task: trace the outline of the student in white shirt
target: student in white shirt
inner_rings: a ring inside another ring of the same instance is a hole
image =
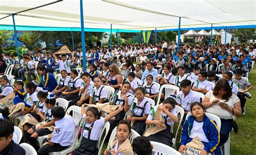
[[[72,59],[71,60],[67,60],[66,55],[66,54],[62,54],[61,60],[58,60],[56,62],[56,56],[54,54],[53,55],[53,62],[56,63],[57,65],[59,65],[59,70],[61,71],[63,70],[66,70],[68,75],[70,74],[70,65],[71,65],[71,63],[73,62],[75,60],[74,57],[74,52],[72,53]]]
[[[6,76],[0,77],[0,85],[2,86],[0,99],[9,95],[14,91],[14,88],[10,85],[8,78]]]
[[[133,154],[132,147],[128,138],[131,134],[131,127],[127,120],[122,120],[117,127],[117,136],[111,140],[110,145],[104,151],[104,155]],[[114,154],[115,153],[115,154]]]
[[[232,77],[233,72],[232,71],[226,71],[223,75],[222,78],[226,80],[228,82],[228,84],[232,89],[232,92],[235,95],[237,95],[238,92],[238,87],[235,84],[232,82]]]
[[[142,135],[146,130],[145,122],[151,109],[150,103],[145,99],[145,89],[143,87],[137,88],[136,98],[131,104],[131,112],[127,118],[128,120],[133,122],[132,129],[140,135]]]
[[[176,76],[172,80],[171,83],[179,87],[180,82],[184,79],[188,79],[191,80],[191,78],[186,75],[185,75],[185,69],[183,66],[179,66],[177,68],[179,75]]]
[[[92,87],[90,93],[89,104],[96,104],[97,103],[103,103],[108,102],[108,91],[103,85],[103,81],[100,77],[96,77],[94,78],[94,86]]]
[[[159,104],[157,107],[154,107],[153,111],[147,117],[146,124],[147,125],[156,125],[160,127],[165,124],[166,129],[159,131],[147,137],[150,141],[157,141],[172,147],[172,138],[173,134],[171,132],[171,129],[173,127],[174,122],[178,122],[176,111],[174,110],[176,104],[175,100],[171,98],[166,98],[164,102]],[[154,120],[154,116],[157,110],[160,110],[160,112],[163,117],[163,121]]]
[[[198,80],[198,75],[200,71],[201,68],[199,66],[196,66],[194,68],[194,72],[190,75],[192,83]]]
[[[154,99],[158,97],[160,88],[153,82],[153,77],[151,74],[148,75],[146,79],[146,83],[143,85],[146,92],[145,97]]]
[[[203,94],[213,89],[214,84],[206,80],[207,72],[200,72],[198,75],[198,80],[192,84],[193,90]]]
[[[127,80],[131,84],[131,89],[129,92],[132,95],[134,94],[134,92],[136,91],[136,89],[138,87],[139,80],[137,80],[135,78],[135,73],[134,72],[130,72],[128,75],[128,78]]]
[[[56,119],[55,127],[52,137],[45,141],[48,142],[37,151],[37,154],[43,155],[51,152],[59,152],[71,145],[75,139],[77,123],[70,115],[65,116],[63,107],[56,106],[51,110]],[[46,138],[47,139],[47,138]]]
[[[68,86],[63,92],[59,98],[63,98],[67,100],[72,100],[78,96],[80,90],[83,89],[83,81],[78,77],[77,70],[73,69],[70,72],[70,79],[68,82]]]
[[[83,73],[81,77],[83,80],[83,84],[84,84],[84,86],[80,91],[80,95],[76,98],[69,102],[68,107],[73,105],[80,106],[83,103],[89,103],[90,92],[93,86],[93,82],[91,80],[90,75],[87,72]]]
[[[80,138],[78,147],[71,152],[72,155],[98,154],[98,149],[97,144],[100,132],[105,124],[123,110],[123,106],[119,105],[118,108],[110,113],[104,118],[100,119],[100,111],[95,107],[89,107],[85,112],[85,105],[82,106],[81,113],[83,116],[83,125],[82,136]]]
[[[62,78],[60,79],[59,84],[52,92],[56,97],[58,97],[62,95],[63,92],[68,86],[69,81],[70,77],[68,76],[68,72],[65,70],[63,70],[60,71]]]

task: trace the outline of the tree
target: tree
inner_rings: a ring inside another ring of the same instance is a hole
[[[13,33],[13,31],[0,30],[0,46],[8,45],[11,43],[12,41],[9,39],[12,38]]]
[[[240,42],[248,43],[252,38],[256,38],[256,29],[238,29],[234,31],[235,37],[238,37]]]

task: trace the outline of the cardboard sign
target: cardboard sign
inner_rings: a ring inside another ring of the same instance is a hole
[[[14,92],[6,96],[4,98],[0,99],[0,109],[3,109],[5,107],[9,108],[9,112],[14,107],[14,98],[15,97]]]

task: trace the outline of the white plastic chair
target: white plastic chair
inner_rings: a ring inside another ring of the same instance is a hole
[[[104,119],[103,118],[101,119]],[[100,136],[99,136],[99,140],[98,140],[98,143],[97,144],[97,146],[99,148],[99,152],[98,153],[98,155],[100,155],[100,153],[102,152],[102,147],[103,147],[104,142],[105,141],[105,139],[107,135],[107,133],[109,131],[109,129],[110,128],[110,124],[109,122],[107,122],[105,123],[104,126],[103,126],[103,129],[102,129],[102,132],[100,132]],[[103,139],[102,141],[101,140],[102,136],[103,136],[103,133],[105,135],[103,137]],[[101,141],[101,144],[100,144]]]
[[[110,145],[110,143],[111,142],[112,140],[113,140],[114,137],[116,137],[116,135],[117,134],[117,126],[116,126],[114,129],[113,129],[110,137],[109,138],[109,143],[107,144],[108,146]],[[135,130],[132,129],[131,131],[131,136],[130,136],[129,138],[131,144],[132,144],[132,141],[133,141],[133,139],[139,136],[140,136],[140,135],[139,135],[139,133],[135,131]]]
[[[107,95],[107,96],[109,96],[107,97],[107,99],[109,100],[109,101],[110,101],[110,99],[112,97],[112,95],[114,92],[114,88],[108,85],[104,85],[104,87],[106,89],[107,92],[109,92],[109,94]]]
[[[75,132],[74,133],[74,134],[75,134],[74,141],[73,141],[73,143],[71,145],[70,145],[70,146],[69,146],[69,147],[68,147],[68,148],[66,148],[66,149],[65,149],[64,150],[62,150],[60,152],[49,152],[49,154],[50,155],[60,155],[60,155],[65,155],[65,154],[69,154],[69,153],[72,152],[72,151],[73,151],[73,150],[74,150],[76,144],[77,144],[78,143],[78,134],[79,134],[79,132],[78,132],[79,129],[79,129],[78,127],[78,126],[76,127]]]
[[[176,150],[171,147],[165,144],[150,141],[150,143],[153,145],[153,151],[156,152],[155,154],[158,155],[180,155],[180,153]]]
[[[175,110],[177,113],[178,118],[179,119],[179,125],[178,125],[178,128],[176,131],[176,134],[175,134],[175,138],[173,138],[172,141],[172,147],[174,147],[176,145],[176,139],[177,138],[178,132],[179,131],[179,127],[181,124],[182,119],[184,116],[184,110],[179,106],[175,106],[174,109],[173,110]],[[172,133],[173,133],[173,127],[171,129],[171,131]]]
[[[161,93],[163,91],[163,90],[165,89],[165,94],[164,98],[166,98],[171,95],[174,94],[175,91],[178,93],[179,91],[179,88],[175,85],[170,85],[170,84],[164,84],[160,88],[159,95],[158,95],[158,98],[157,99],[157,105],[159,104],[160,99],[161,98]]]
[[[187,120],[188,117],[191,115],[192,115],[191,112],[188,112],[188,113],[187,114],[187,116],[186,116],[186,120]],[[215,114],[208,113],[208,112],[205,112],[205,115],[207,117],[208,117],[208,118],[210,119],[214,122],[214,123],[216,123],[216,125],[217,125],[218,130],[220,131],[220,127],[221,126],[221,122],[220,122],[220,118],[218,116]]]
[[[23,148],[26,151],[26,155],[36,155],[37,153],[36,150],[28,143],[22,143],[19,144],[22,148]]]
[[[69,105],[69,102],[64,98],[58,98],[56,99],[56,104],[58,104],[58,106],[62,106],[64,111],[66,111]]]
[[[15,126],[14,126],[14,132],[16,133],[17,136],[18,136],[18,139],[17,141],[16,144],[19,144],[19,142],[21,142],[21,140],[22,138],[22,131],[21,131],[21,129],[18,128],[18,127]]]

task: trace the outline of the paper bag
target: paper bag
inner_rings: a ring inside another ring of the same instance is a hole
[[[154,117],[154,120],[163,121],[161,112],[159,109],[157,109],[156,111],[156,113]],[[151,125],[149,129],[147,129],[146,133],[145,133],[144,136],[147,137],[151,134],[154,134],[159,131],[164,130],[166,129],[165,124],[163,124],[160,127],[158,127],[156,125]]]
[[[201,151],[204,150],[205,146],[200,140],[198,137],[196,137],[191,141],[186,144],[186,152],[183,155],[199,155]],[[211,153],[208,153],[211,155]]]
[[[3,109],[5,107],[8,107],[9,111],[11,111],[14,109],[15,105],[14,104],[14,98],[15,97],[14,92],[5,96],[4,98],[0,99],[0,109]]]

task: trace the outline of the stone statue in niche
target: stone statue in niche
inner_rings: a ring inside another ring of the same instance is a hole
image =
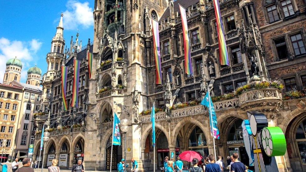
[[[259,75],[259,68],[256,61],[256,57],[255,55],[253,55],[251,57],[251,71],[253,76]]]
[[[176,84],[177,86],[180,86],[181,80],[180,72],[178,70],[176,70],[175,71],[175,73],[174,74],[174,76],[175,76],[175,83]]]
[[[215,67],[214,66],[214,64],[212,64],[211,61],[209,61],[208,64],[208,71],[209,73],[209,77],[211,78],[215,77]]]
[[[138,102],[135,102],[133,105],[133,116],[134,117],[134,122],[138,122],[139,114],[138,113]]]

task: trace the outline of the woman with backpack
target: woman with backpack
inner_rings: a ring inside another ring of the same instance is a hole
[[[197,158],[195,158],[192,160],[191,163],[192,164],[193,166],[189,169],[190,172],[203,172],[203,169],[202,168],[198,166],[198,163],[199,162],[199,160]]]

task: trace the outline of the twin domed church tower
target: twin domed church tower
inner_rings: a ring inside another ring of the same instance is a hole
[[[14,80],[19,82],[22,69],[21,61],[17,57],[8,60],[6,62],[6,67],[3,83],[9,85]],[[41,70],[35,65],[35,66],[30,68],[28,70],[28,78],[26,83],[39,86],[41,76]]]

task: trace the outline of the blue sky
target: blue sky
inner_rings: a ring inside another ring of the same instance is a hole
[[[17,56],[23,67],[20,81],[26,80],[28,69],[35,64],[43,74],[46,70],[46,55],[64,13],[64,36],[69,46],[71,36],[86,45],[93,35],[94,1],[53,0],[0,1],[0,82],[5,62]]]

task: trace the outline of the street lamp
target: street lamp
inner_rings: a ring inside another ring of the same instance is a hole
[[[3,156],[3,151],[4,150],[4,147],[6,146],[6,143],[7,142],[8,140],[6,139],[4,139],[2,140],[2,146],[3,146],[3,148],[2,149],[2,154],[1,155],[1,161],[0,161],[0,162],[2,162],[2,157]]]
[[[120,121],[120,129],[121,131],[122,131],[122,133],[124,134],[124,161],[126,161],[126,132],[129,130],[129,126],[128,125],[128,119],[124,118],[121,120]],[[124,163],[124,172],[126,172],[126,164]]]
[[[44,160],[45,160],[45,151],[46,150],[46,143],[47,141],[49,140],[50,138],[48,136],[50,135],[50,133],[47,131],[44,133],[44,137],[43,138],[43,140],[45,141],[45,145],[44,146],[44,154],[43,155],[43,163],[41,164],[41,172],[43,172],[43,169],[44,169]]]

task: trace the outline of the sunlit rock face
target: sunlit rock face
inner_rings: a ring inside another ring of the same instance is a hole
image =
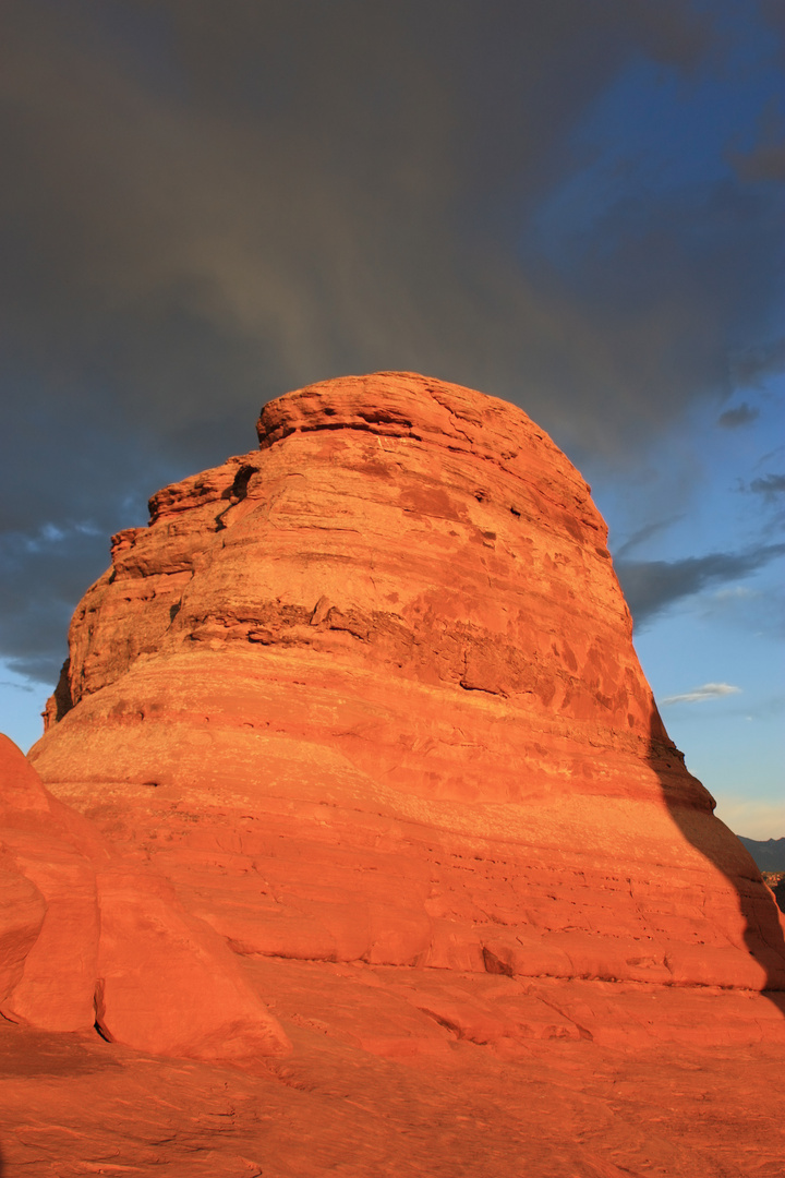
[[[0,734],[0,1019],[162,1055],[291,1044],[238,959],[172,885],[119,855]]]
[[[244,954],[784,987],[553,442],[406,372],[258,428],[113,537],[31,753],[51,790]]]

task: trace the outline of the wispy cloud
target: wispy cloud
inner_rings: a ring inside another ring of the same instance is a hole
[[[720,413],[717,418],[717,424],[721,425],[725,430],[737,430],[740,425],[750,425],[758,417],[760,417],[760,410],[747,405],[746,401],[744,401],[740,405],[726,409],[724,413]]]
[[[703,687],[693,687],[691,691],[683,691],[680,695],[666,695],[659,702],[663,707],[672,703],[705,703],[706,700],[721,700],[726,695],[739,695],[740,687],[732,683],[704,683]]]
[[[745,552],[710,552],[683,561],[618,561],[616,571],[636,623],[650,621],[673,602],[707,585],[737,581],[785,555],[785,544],[760,544]]]
[[[785,475],[765,475],[763,478],[753,478],[750,490],[754,495],[763,495],[770,503],[778,495],[785,495]]]

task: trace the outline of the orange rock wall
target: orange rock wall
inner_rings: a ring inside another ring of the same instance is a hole
[[[785,985],[551,439],[412,373],[290,393],[259,437],[114,537],[49,788],[242,953]]]

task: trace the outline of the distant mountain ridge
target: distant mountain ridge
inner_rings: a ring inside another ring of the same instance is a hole
[[[785,872],[785,839],[745,839],[739,835],[761,872]]]

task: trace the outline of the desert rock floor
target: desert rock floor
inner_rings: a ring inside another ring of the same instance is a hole
[[[783,995],[246,965],[286,1058],[220,1067],[0,1021],[2,1178],[780,1172]]]

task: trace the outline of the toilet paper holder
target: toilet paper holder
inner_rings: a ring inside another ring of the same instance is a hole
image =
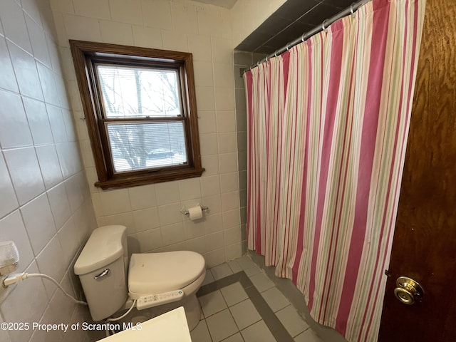
[[[207,210],[209,210],[209,208],[207,207],[202,207],[201,205],[200,205],[200,203],[197,204],[197,207],[201,207],[201,210],[204,212],[207,212]],[[182,207],[182,209],[180,209],[180,212],[187,216],[190,216],[190,213],[188,212],[188,209],[185,207]]]

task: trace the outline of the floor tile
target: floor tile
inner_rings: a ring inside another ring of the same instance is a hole
[[[294,342],[323,342],[315,332],[309,328],[294,338]]]
[[[239,282],[223,287],[220,289],[220,291],[228,306],[234,305],[249,298],[249,296],[244,290],[244,287]]]
[[[210,272],[210,271],[209,269],[206,270],[206,276],[204,277],[204,280],[202,282],[202,284],[201,284],[201,286],[202,286],[203,285],[206,285],[209,283],[212,283],[212,281],[214,281],[215,279],[214,279],[214,276],[212,276],[212,274]]]
[[[242,330],[261,319],[261,316],[259,316],[250,299],[230,306],[229,311],[239,330]]]
[[[199,299],[205,318],[227,308],[219,290],[202,296]]]
[[[276,342],[263,321],[242,330],[241,334],[245,342]]]
[[[299,335],[309,328],[309,324],[291,305],[277,311],[276,316],[291,337]]]
[[[256,266],[256,264],[252,261],[252,259],[246,255],[241,256],[239,259],[236,259],[236,261],[244,271],[247,269]]]
[[[195,342],[212,342],[211,336],[206,324],[206,321],[200,321],[197,327],[190,332],[192,341]]]
[[[233,274],[233,271],[228,266],[228,264],[222,264],[211,269],[211,273],[214,276],[215,280],[221,279],[227,276]]]
[[[264,273],[254,274],[249,278],[259,292],[263,292],[274,286],[271,279]]]
[[[195,341],[195,342],[198,341]],[[223,340],[222,342],[244,342],[244,338],[242,338],[242,336],[239,333],[237,333],[237,334]]]
[[[274,312],[290,305],[288,299],[276,287],[269,289],[261,294]]]
[[[211,316],[206,319],[206,323],[214,342],[219,342],[238,332],[237,326],[228,309]]]
[[[258,266],[255,265],[252,267],[249,267],[248,269],[246,269],[244,270],[244,271],[245,272],[245,274],[248,276],[252,276],[254,274],[258,274],[259,273],[262,273],[261,272],[261,269],[260,269]]]
[[[237,273],[242,271],[241,266],[236,260],[232,260],[231,261],[229,261],[228,266],[229,266],[229,268],[233,271],[233,273]]]

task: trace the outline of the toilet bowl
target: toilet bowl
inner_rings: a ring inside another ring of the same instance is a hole
[[[132,318],[135,321],[140,321],[139,317],[150,318],[150,312],[183,306],[189,328],[198,324],[201,307],[196,293],[206,275],[204,259],[198,253],[133,254],[129,258],[126,227],[105,226],[92,232],[74,271],[95,321],[130,308],[137,301],[138,313]]]

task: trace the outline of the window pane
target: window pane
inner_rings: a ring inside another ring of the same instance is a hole
[[[106,118],[179,116],[176,70],[98,64]]]
[[[187,162],[182,122],[108,123],[107,128],[115,172]]]

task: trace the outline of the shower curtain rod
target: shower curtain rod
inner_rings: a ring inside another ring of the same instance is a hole
[[[350,6],[350,7],[348,7],[344,10],[341,11],[339,13],[331,16],[328,19],[323,20],[323,23],[321,23],[321,25],[314,27],[309,32],[306,32],[304,34],[301,36],[301,37],[297,38],[294,41],[290,41],[289,43],[287,43],[285,46],[281,47],[279,50],[276,50],[274,53],[271,53],[270,55],[266,56],[264,58],[261,59],[259,62],[256,62],[255,64],[251,66],[248,69],[246,69],[244,73],[249,70],[253,69],[254,68],[256,68],[256,66],[258,66],[262,63],[267,62],[269,58],[271,58],[272,57],[277,57],[279,55],[281,55],[283,53],[289,51],[291,48],[292,48],[295,45],[298,45],[299,43],[302,43],[304,41],[306,41],[314,34],[316,34],[318,32],[321,32],[322,31],[326,30],[328,28],[328,26],[329,26],[334,21],[336,21],[339,20],[341,18],[343,18],[344,16],[348,16],[348,14],[353,14],[356,11],[358,11],[358,9],[359,9],[361,6],[367,4],[371,0],[361,0],[359,1],[353,3]]]

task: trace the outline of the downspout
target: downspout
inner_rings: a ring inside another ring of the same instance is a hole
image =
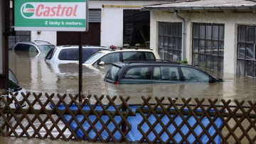
[[[181,44],[181,50],[182,50],[182,55],[181,55],[181,60],[186,58],[186,33],[185,33],[185,26],[186,26],[186,21],[183,18],[178,15],[178,11],[174,10],[174,15],[176,18],[182,21],[182,44]]]

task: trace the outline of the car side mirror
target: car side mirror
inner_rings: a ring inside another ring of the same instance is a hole
[[[100,65],[100,66],[102,66],[102,65],[105,65],[105,62],[100,62],[100,63],[99,63],[99,65]]]

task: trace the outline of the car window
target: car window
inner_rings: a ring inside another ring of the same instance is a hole
[[[55,53],[55,52],[56,51],[56,48],[53,48],[52,49],[50,49],[46,56],[46,60],[50,60],[53,58],[53,54]]]
[[[61,50],[58,57],[60,60],[78,60],[78,49],[68,48]]]
[[[48,52],[55,46],[53,45],[40,45],[38,46],[41,52]]]
[[[117,75],[117,73],[119,69],[119,67],[113,65],[107,72],[106,77],[111,80],[114,80],[114,77]]]
[[[18,43],[15,48],[14,50],[26,51],[26,52],[38,52],[36,48],[32,45]]]
[[[129,69],[123,76],[124,79],[151,79],[150,67],[132,67]]]
[[[104,62],[105,65],[110,65],[113,62],[118,62],[120,60],[120,52],[113,52],[103,56],[98,62]]]
[[[36,49],[36,48],[32,45],[29,45],[29,49],[28,49],[29,52],[38,52],[38,50]]]
[[[145,59],[142,52],[123,52],[123,60]]]
[[[102,52],[98,52],[97,53],[93,54],[92,55],[90,56],[89,57],[87,57],[87,59],[83,60],[83,62],[85,64],[90,64],[92,63],[93,61],[95,61],[95,60],[98,59],[99,57],[102,57],[102,55],[104,55],[105,53]]]
[[[144,52],[146,60],[156,60],[156,57],[154,56],[153,52]]]
[[[178,67],[161,66],[156,67],[156,74],[154,74],[155,79],[169,80],[169,81],[180,81]],[[159,74],[161,77],[159,77]]]
[[[123,60],[156,60],[151,52],[123,52]]]
[[[99,48],[83,48],[82,49],[82,60],[87,59],[88,57],[100,51]]]
[[[208,74],[192,67],[181,67],[184,77],[185,82],[208,82],[210,77]]]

----------

◆ Stated problem ◆
Starting at the line that contains "task: trace the outline of the car window", copy each line exactly through the end of the listing above. Include that first line and the last one, and add nothing.

◆ Answer to the task ◆
task: trace the outline of the car window
target: car window
inner_rings: a ring inside another ring of the same instance is a hole
[[[55,53],[55,52],[56,51],[56,48],[53,48],[52,49],[50,49],[46,56],[46,60],[50,60],[53,58],[53,54]]]
[[[61,50],[58,57],[60,60],[78,60],[78,49],[68,48]]]
[[[48,52],[55,46],[53,45],[40,45],[38,46],[41,52]]]
[[[117,75],[117,73],[119,69],[119,67],[113,65],[107,72],[106,77],[111,80],[114,80],[114,77]]]
[[[18,43],[15,48],[14,50],[26,51],[26,52],[38,52],[36,48],[32,45]]]
[[[129,69],[123,76],[124,79],[151,79],[150,67],[132,67]]]
[[[104,62],[105,65],[110,65],[113,62],[118,62],[120,60],[120,52],[113,52],[103,56],[98,62]]]
[[[36,49],[36,48],[32,45],[29,45],[29,49],[28,49],[29,52],[38,52],[38,50]]]
[[[145,59],[142,52],[123,52],[123,60]]]
[[[102,52],[98,52],[97,53],[93,54],[92,55],[90,56],[89,57],[87,57],[87,59],[83,60],[83,62],[85,64],[90,64],[92,63],[93,61],[95,61],[95,60],[98,59],[99,57],[102,57],[102,55],[104,55],[105,53]]]
[[[144,52],[146,60],[156,60],[156,57],[154,56],[153,52]]]
[[[178,67],[161,66],[156,67],[156,74],[154,74],[155,79],[169,80],[169,81],[180,81]],[[159,74],[161,77],[159,77]]]
[[[123,60],[156,60],[151,52],[123,52]]]
[[[99,48],[83,48],[82,49],[82,60],[87,59],[88,57],[100,51]]]
[[[208,74],[192,67],[181,67],[184,77],[185,82],[208,82],[210,77]]]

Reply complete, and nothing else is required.